[Entries from a dataset]
(begin)

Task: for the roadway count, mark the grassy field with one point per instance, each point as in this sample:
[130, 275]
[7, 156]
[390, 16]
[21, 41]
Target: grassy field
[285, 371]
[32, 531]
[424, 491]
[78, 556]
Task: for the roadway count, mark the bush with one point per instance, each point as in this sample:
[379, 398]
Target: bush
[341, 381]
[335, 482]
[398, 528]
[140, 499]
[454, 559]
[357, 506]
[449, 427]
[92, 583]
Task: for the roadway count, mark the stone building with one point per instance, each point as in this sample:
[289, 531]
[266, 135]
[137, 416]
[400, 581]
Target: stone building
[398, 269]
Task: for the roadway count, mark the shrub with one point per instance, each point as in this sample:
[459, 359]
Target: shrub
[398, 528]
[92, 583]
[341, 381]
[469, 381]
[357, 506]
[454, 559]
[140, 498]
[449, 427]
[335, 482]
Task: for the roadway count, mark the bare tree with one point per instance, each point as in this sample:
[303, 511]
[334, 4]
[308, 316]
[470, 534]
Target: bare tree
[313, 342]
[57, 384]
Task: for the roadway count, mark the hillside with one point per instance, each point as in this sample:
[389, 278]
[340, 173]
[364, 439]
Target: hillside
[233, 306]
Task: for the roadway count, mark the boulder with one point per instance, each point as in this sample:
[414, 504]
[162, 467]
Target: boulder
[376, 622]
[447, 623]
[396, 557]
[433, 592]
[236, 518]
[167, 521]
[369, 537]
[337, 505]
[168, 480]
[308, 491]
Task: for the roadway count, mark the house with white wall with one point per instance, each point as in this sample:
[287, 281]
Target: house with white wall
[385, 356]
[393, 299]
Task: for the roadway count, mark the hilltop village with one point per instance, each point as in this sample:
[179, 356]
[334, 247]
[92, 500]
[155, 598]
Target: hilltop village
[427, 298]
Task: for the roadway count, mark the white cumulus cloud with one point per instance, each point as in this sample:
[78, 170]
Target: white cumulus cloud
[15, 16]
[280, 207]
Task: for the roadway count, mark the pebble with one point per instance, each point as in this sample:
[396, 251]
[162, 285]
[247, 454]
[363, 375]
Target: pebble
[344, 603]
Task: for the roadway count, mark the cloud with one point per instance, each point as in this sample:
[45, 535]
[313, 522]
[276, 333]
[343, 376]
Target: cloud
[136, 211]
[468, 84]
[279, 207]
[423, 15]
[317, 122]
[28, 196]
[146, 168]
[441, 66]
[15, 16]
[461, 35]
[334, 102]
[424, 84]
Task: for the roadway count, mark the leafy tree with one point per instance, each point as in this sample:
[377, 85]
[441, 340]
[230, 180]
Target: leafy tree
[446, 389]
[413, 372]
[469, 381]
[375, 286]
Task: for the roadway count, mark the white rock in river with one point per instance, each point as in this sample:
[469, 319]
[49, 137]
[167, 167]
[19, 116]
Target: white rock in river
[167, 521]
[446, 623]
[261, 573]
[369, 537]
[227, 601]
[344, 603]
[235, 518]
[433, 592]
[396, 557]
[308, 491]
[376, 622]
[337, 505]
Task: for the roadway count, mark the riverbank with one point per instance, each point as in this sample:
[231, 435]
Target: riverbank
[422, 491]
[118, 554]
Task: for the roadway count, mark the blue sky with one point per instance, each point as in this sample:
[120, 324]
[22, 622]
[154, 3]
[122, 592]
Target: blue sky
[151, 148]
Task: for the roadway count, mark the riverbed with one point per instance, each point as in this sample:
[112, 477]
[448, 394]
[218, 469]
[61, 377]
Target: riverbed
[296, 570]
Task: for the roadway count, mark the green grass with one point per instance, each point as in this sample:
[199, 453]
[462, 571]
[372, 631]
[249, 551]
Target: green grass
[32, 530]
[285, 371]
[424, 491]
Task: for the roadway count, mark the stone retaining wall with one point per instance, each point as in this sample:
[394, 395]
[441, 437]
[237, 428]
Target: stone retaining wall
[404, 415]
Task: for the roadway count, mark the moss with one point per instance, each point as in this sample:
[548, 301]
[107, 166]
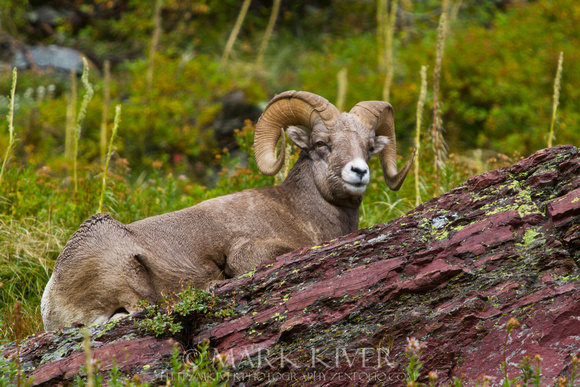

(end)

Aim of the exercise:
Return every line of the records above that contains the string "green".

Solved exercise:
Task: for the roadway count, mark the green grass with one point per instance, each point as in this sample:
Target: green grass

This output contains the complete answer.